Para hacer el camino de vuelta, Alexánder pagó 650 dólares en una agencia de viajes, un concepto generoso para un negocio que bordea lo ilegal. El primer tramo fue hasta Iquique. “Me fueron a buscar dos chavos súper malandros”, escribió en el grupo dos días después de haber salido. Contó que lo trasladaron a una casa y envió un video de la pieza en la que se estaba alojando: un cuarto pequeño con cuatro colchones en el suelo. Al día siguiente cruzó de Colchane a Pisiga. Así: caminó 10 minutos por el desierto, con el sol a su espalda, y llegó a Bolivia. Nadie lo detuvo. Ahí, un asesor lo hospedó en una casa repleta de otros venezolanos que iban camino a Chile. La ruta de Alexánder era a contrapelo: era el único que regresaba.

El chat se transformó en un diario. Por ahí nos contó los problemas que tuvo para cruzar de Bolivia a Perú, la historia de una joven que iba a Caracas a buscar a su hijo y nos llenó de videos cortos que lo mostraban a él en la ruta: cruzando el lago Titicaca en bote, el paisaje de Lima a Tumbes y una selfie luego de haber amanecido en un bus. “Se me ve otro brillo en la cara. Le di 12 soles al colector y me pasé para el asiento preferencial. Dormí más que la Bella Durmiente”.

Al llegar a Ecuador, Alexánder se reencontró con su padre, que vivía hacía cuatro años en Durán, una ciudad a orillas del Guayas. Subió una foto con él: un señor calvo, moreno, con una barba tipo candado, que llevaba un polerón de los Chicago Bulls. Luego envió otra, esta vez de un hombre andrajoso. “Aquí es donde vive mi papá y mi tío, en el trabajo”, escribió. “Duermen en el piso y está peor que cuando llegó: sin ropa, sin zapatos, sin nada”. Estuvieron un día juntos y cuando lo fue a dejar al terminal le dijo que le tenía una sorpresa: “Me regreso contigo a Venezuela”.

Al llegar a Colombia, Alexánder no escribió más. Supuse que era por problemas de señal, pero días más tarde, cuando ya estaba en Venezuela, se volvió a conectar: “Nos secuestraron”, dijo. Al llegar a Cúcuta, el chofer del bus paró unos minutos al lado de un caserío y cerca de 50 personas, que él atribuye a miembros de la mafia del Tren de Aragua, salieron a saquear a los pasajeros. Luego de eso, les cobraron un rescate de 60 dólares por los dos. “Yo llegué a Venezuela decepcionado. Lo único bonito ha sido estar con mi familia”.

OBJETIVOS =
1. Convierte en una lista breve el párrafo del texto de la página que comienza con «Al llegar a Ecuador». Conserva sus datos principales.
2. Continúa el texto de la página sobre el regreso de Alexánder a Venezuela a partir de su última oración.

LISTADO DE DATOS =
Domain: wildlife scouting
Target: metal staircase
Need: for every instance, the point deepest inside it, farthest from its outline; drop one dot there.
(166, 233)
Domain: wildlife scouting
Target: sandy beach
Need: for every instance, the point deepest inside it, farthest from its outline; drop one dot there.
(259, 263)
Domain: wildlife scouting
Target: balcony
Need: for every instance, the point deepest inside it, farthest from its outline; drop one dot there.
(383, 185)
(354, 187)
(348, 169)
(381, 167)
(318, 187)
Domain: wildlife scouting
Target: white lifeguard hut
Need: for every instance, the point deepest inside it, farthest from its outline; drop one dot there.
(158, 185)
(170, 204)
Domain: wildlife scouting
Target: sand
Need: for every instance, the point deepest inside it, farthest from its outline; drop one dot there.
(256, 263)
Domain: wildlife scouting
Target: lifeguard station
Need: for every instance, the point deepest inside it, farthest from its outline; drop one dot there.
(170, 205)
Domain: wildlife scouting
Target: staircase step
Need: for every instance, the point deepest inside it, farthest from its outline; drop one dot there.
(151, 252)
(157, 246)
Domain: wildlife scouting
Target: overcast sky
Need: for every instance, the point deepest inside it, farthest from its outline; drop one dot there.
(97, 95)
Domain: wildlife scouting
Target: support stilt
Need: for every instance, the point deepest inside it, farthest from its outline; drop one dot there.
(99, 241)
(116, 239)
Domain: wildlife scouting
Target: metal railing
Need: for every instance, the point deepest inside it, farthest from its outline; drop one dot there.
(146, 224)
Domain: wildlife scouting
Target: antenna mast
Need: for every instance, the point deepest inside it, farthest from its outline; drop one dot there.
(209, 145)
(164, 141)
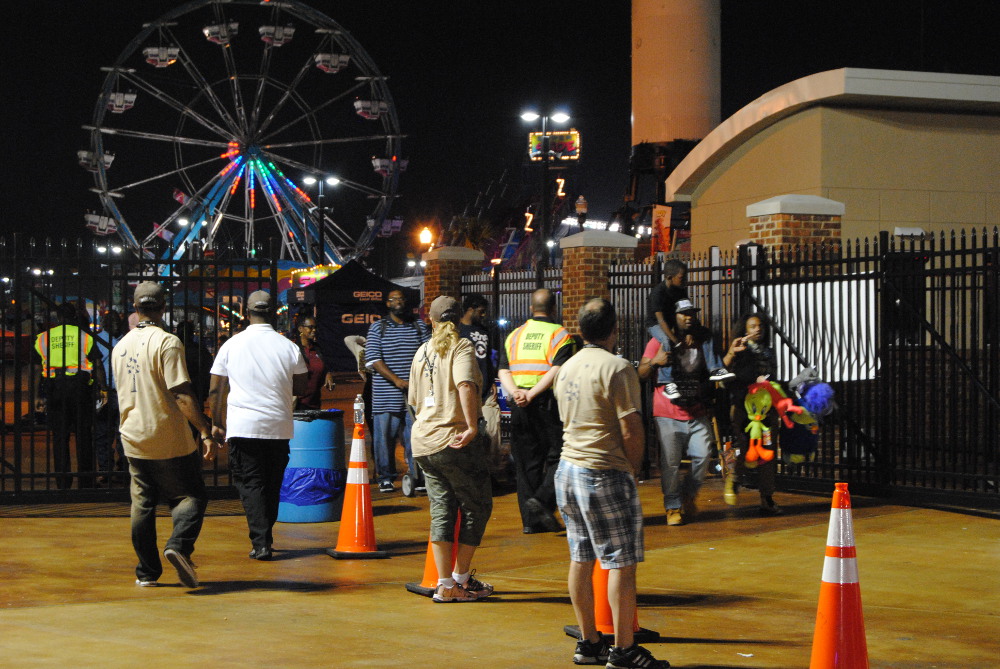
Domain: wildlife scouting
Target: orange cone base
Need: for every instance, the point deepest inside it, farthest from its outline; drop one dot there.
(603, 618)
(641, 635)
(420, 589)
(839, 639)
(351, 555)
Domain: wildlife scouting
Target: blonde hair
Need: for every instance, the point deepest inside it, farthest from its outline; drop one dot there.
(444, 338)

RESULTADOS DEL EJERCICIO =
1.
- En Ecuador, Alexánder se reencontró con su padre, que vivía desde hacía cuatro años en Durán, una ciudad a orillas del Guayas.
- Subió una foto de su padre: un señor calvo y moreno, con barba tipo candado y un polerón de los Chicago Bulls.
- Luego envió otra foto, de un hombre andrajoso. Escribió que su papá y su tío vivían en el trabajo y dormían en el piso, sin ropa ni zapatos.
- Pasaron un día juntos.
- Cuando el padre lo fue a dejar al terminal, le anunció que regresaría con él a Venezuela.

2.
El origen de esa desilusión radica en un diagnóstico que, desde su punto de vista, no era cierto: “Decían que Venezuela se estaba arreglando, pero era mentira”. Alexánder profundizó en esos matices. No hay un solo día, explicó, en que una persona disponga con seguridad de agua, luz e internet. “Acá la gente solo trabaja para comprar comida. Son pocos los que se pueden dar un lujo y si se lo dan es porque tienen familia fuera del país. ¿Cómo te lo explico? La gente sobrevive, se ve mucha decadencia en las personas, se les nota en la cara, en su forma de hablar, conformándose con todo”.

Uno de los pocos fenómenos positivos es que en su barrio ya prácticamente no hay delincuencia. Cuando se vino a Chile en 2019, los Valles del Tuy era una de las zonas con mayor criminalidad. En los diarios se leían noticias como estas: “Colgaron dos cadáveres degollados en los Valles del Tuy”, “Ocho muertos en disputa entre bandas delictivas en los Valles del Tuy”, “Adornaron un arbolito de Navidad con cabezas decapitadas en los Valles del Tuy”. Pero ahora, dice Alexánder, “los malandros se fueron del país”. Tiene lógica: si no hay a quién robarle, hasta el crimen organizado migra.

Ahora, dijo, lo que la lleva es ser policía. “Acá todos quieren estudiar eso. Tengo cinco primos y 12 amigos”. La razón: ser policía entrega la seguridad de un salario mínimo y también la posibilidad de obtener un extra siendo corrupto. “Tengo un primo al que la semana pasada lo corrieron por pasarle droga a un preso a cambio de cinco dólares”.

En el barrio ya todos saben que Alexánder ha vuelto y que pronto saldrá hacia el norte. En su cuadra son varias las familias con parientes que están yendo hacia allá. Algunos que ya cruzaron la frontera y otros que van en camino. A veces este concepto es literal: son muchos los venezolanos que se cuelgan una mochila en la espalda y se van caminando. Alexánder cree que en algunos tramos le tocará hacerlo, porque el costo de acceder a una agencia de viajes es imposible. Solo por cruzar de México a Estados Unidos le pueden cobrar hasta US$1.500, un precio que varía dependiendo “si vas por el río o por el muro”.

Alexánder no tiene ahorros, solo un teléfono de última generación que se llevó de Chile y que espera vender en US$500. Con eso, cree, le debiese alcanzar para cruzar el Darién. De Panamá a Estados Unidos, Fernando le irá enviando dinero. Ese es el plan.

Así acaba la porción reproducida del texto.